▶ **Work to do**
Copy every one of the rows below word for word, with nothing changed.

▶ **Exercise input**
## Start

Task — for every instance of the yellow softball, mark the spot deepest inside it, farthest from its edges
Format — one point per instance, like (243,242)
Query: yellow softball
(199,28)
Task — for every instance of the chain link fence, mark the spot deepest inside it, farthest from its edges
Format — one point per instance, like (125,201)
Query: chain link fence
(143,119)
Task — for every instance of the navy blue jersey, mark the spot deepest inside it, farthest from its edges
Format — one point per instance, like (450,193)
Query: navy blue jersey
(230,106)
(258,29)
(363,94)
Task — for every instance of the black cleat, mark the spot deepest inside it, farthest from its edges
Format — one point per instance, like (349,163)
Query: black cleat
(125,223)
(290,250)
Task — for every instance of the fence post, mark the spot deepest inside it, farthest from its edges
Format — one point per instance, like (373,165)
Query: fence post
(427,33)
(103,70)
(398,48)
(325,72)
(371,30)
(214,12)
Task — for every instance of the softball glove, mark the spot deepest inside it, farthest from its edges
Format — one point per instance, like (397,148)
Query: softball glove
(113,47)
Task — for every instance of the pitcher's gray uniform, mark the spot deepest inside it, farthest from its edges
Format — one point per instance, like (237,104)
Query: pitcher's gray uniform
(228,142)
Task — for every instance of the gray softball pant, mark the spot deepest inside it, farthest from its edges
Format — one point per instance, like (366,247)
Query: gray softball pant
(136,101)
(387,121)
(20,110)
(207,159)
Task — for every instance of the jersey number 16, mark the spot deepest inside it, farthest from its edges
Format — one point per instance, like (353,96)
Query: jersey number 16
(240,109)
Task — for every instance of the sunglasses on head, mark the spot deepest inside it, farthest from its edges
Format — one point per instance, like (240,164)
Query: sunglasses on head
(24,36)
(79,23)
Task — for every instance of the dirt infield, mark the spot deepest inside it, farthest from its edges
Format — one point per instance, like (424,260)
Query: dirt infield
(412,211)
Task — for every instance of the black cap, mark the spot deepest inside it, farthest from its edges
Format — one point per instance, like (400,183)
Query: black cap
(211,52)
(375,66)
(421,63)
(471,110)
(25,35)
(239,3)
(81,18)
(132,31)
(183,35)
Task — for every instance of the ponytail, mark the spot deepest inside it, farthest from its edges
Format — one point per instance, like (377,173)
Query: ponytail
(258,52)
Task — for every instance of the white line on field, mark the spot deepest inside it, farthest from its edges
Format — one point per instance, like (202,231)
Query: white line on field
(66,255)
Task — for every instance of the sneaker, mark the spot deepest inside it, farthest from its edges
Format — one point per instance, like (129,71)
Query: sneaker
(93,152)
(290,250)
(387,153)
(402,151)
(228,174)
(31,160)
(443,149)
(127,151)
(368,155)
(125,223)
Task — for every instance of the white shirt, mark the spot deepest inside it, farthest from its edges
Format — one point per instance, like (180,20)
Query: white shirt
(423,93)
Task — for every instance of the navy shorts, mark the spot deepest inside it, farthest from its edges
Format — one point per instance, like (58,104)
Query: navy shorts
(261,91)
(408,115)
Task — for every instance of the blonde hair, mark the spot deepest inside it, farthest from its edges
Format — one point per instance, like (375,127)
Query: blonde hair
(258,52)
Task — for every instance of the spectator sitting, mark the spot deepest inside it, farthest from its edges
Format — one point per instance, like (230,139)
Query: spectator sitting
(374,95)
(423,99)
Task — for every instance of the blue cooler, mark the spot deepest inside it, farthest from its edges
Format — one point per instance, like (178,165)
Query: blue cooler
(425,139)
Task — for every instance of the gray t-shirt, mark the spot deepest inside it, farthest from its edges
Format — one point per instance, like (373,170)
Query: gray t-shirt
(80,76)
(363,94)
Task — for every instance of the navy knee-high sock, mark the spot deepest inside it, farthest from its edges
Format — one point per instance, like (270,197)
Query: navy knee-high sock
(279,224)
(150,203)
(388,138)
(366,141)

## End

▶ **Solution to the problem**
Task — for every instance of the yellow softball, mark the spot deepest inside it, farthest from its edges
Format — one point per instance, like (243,242)
Query: yellow softball
(199,28)
Task — for every instance of the chain link fence, mark the spot deepest inside it, farthest from its edges
Format — one point per instance, like (125,201)
Query: chain link fence
(143,119)
Task — for every instance of the navy blue jersey, mark the spot deepest inside it, farthest from its edges
Format — one point per instance, like (450,193)
Query: navy blue jersey
(230,106)
(258,29)
(363,94)
Task — for every instance of the black cleat, mark the spot deepest inside it, farthest from its edges
Format — one point per instance, like (349,163)
Query: black cleat
(125,223)
(290,250)
Task — for every instance of the fence post, mark the spot deepest inside it, farthest from its edges
Format — one point per instance, like (373,165)
Query: fence post
(427,33)
(103,70)
(398,48)
(325,72)
(371,30)
(214,12)
Task — for every instance of the softball glove, mark the spot deepest inside it, farthest from its edges
Format — one point per instance, like (397,148)
Query: softball glove
(113,47)
Task — for every instance of the pitcher's gray uniform, mark the spot deepest inside it, farthest from its edges
Format — one point per instance, like (237,104)
Query: pitcher's gray uniform
(228,142)
Task — for every instance of the gray softball pant, mark the spot deepest inside it, farthest from its edges
Format — one point per instance, like (366,247)
Query: gray softball pant
(136,101)
(387,121)
(20,110)
(207,159)
Task — for every instance of the jersey number 16, mark the spot deepest inside it, farthest from its edges
Format — one point per instance, like (353,96)
Query: jersey number 16
(240,109)
Task — for every instance of the sunglasses on head, mark the spot deepest inside it, farthest from its edges
Format — one point per instance, like (240,164)
Query: sunglasses on head
(24,36)
(79,23)
Task — for every instance of the dirt infield, mark the spot deepest inside it, farthest from its edges
Format — one point per instance, like (424,260)
Query: dirt infield
(412,211)
Task — for every instance of the black cap, mark the spot deepest inside it, farthest from its edges
Format — one point per instance, like (400,183)
Query: black cap
(211,52)
(375,66)
(421,63)
(471,110)
(25,35)
(239,3)
(81,18)
(132,31)
(183,35)
Task — for every instance of the ponytail, mark the spot deepest inside it, farthest from its edges
Format — one point per instance, like (377,173)
Query: ponytail
(258,52)
Task — for every instance of the white line on field, mark the spot deepest inside it, farthest from its edges
Format — one point per instance, like (202,231)
Query: white line on field
(66,255)
Task — for every instance of the sneaker, mark the spot deepest inside it, farthest from its edges
Format — one point per instance, like (129,71)
Query: sneaker
(93,152)
(290,250)
(387,153)
(402,151)
(228,174)
(31,160)
(443,149)
(127,151)
(368,155)
(125,223)
Task — for every instance of the white shirt, mark the spot deepest inside it, farthest from its edges
Format — one point per instance, like (180,20)
Query: white shirt
(423,93)
Task — for every instance of the navy shorts, mark the spot deepest inside it, farthest from its edges
Format — one point per instance, like (58,104)
Query: navy shorts
(261,91)
(408,115)
Task — for every instance of the blonde hair, mark the spot deepest inside it, farthest from its edges
Format — one point per instance, like (375,127)
Query: blonde hair
(258,52)
Task — for every instance of the spectator sitting, mark the spot deepest inside it, farthest from its edges
Format — one point per instance, like (230,139)
Query: spectator sitting
(374,95)
(423,99)
Task — for every instance of the blue cooler, mark the spot deepest inside it, farthest from its edges
Format — one point per instance, like (178,165)
Query: blue cooler
(425,139)
Task — for every instance of the gray t-shirt, mark the spot deepest inside it, farthest from its edges
Format — one point per instance, like (373,170)
Query: gray t-shirt
(80,76)
(363,94)
Task — for every instance of the navy knee-high sock, mark the spot deepest inside it, farthest from its edges
Format — one point per instance, like (270,197)
Query: navy knee-high sock
(279,224)
(150,203)
(388,138)
(366,141)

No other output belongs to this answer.